• Task details:
Rewrite all of the data below, changing every "Quickstart" to "Getting started" and leaving everything else the same. Omit the pictures from your answer.

Data taken from a collection:
---------------
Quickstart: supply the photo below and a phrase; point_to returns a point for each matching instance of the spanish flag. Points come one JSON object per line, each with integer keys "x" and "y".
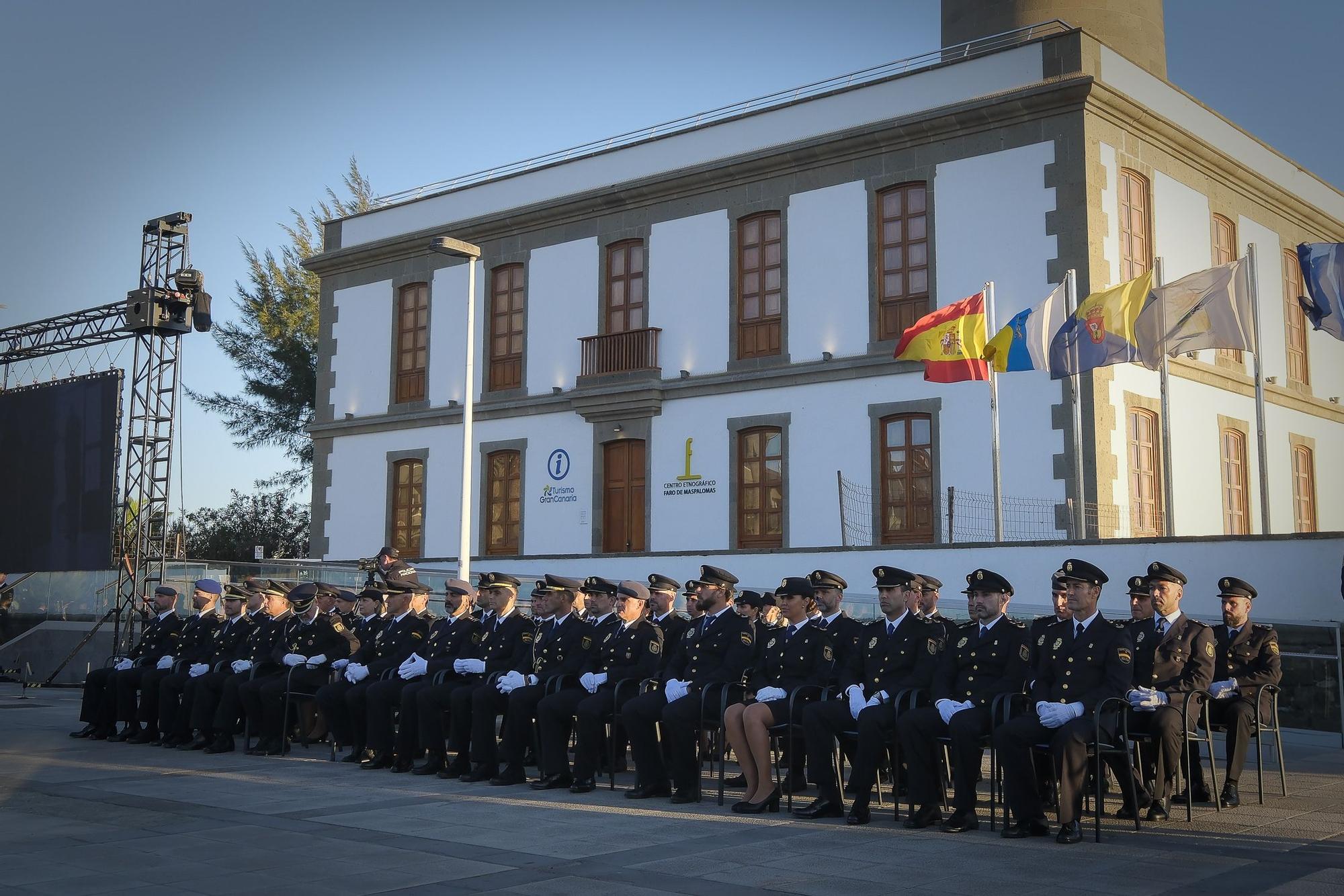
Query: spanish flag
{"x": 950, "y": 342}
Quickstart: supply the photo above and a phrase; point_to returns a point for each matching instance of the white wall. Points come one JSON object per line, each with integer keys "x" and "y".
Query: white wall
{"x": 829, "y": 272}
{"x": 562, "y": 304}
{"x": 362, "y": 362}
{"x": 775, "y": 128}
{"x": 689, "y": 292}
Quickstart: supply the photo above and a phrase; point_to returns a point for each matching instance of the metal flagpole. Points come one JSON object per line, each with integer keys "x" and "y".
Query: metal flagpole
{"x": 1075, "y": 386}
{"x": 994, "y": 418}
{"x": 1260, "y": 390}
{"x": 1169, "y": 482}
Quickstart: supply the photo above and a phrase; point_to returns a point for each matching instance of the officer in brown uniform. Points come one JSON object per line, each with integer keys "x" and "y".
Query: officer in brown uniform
---------------
• Answer to this exercise:
Getting started: supply the photo below and a phrase; point_to returns a point for each matching instance of the spanish flag. Points come one JSON object per line, each with integer keys "x" and "y".
Query: spanish flag
{"x": 950, "y": 342}
Getting started: supply the photo above and a phrase; point_to returns a point for each matching instance of the white wall. Points come one JSON object per line, each with integer keys "x" and "y".
Query: white wall
{"x": 829, "y": 272}
{"x": 562, "y": 304}
{"x": 362, "y": 362}
{"x": 775, "y": 128}
{"x": 689, "y": 292}
Getting started: supply the photo above and a phrase; point_to returns a point for each matching instance of the metal flagpole. Points come one JSON object per line, each with integer keys "x" and "y".
Query: metal flagpole
{"x": 1075, "y": 386}
{"x": 994, "y": 418}
{"x": 1260, "y": 390}
{"x": 1169, "y": 482}
Getting started: supply the photo above and a phrase; point_to returns a point for each matching instance of the officer in brown uniform. Points come one JSON object per line, each with integer keys "x" and "y".
Query: officer in brown uniform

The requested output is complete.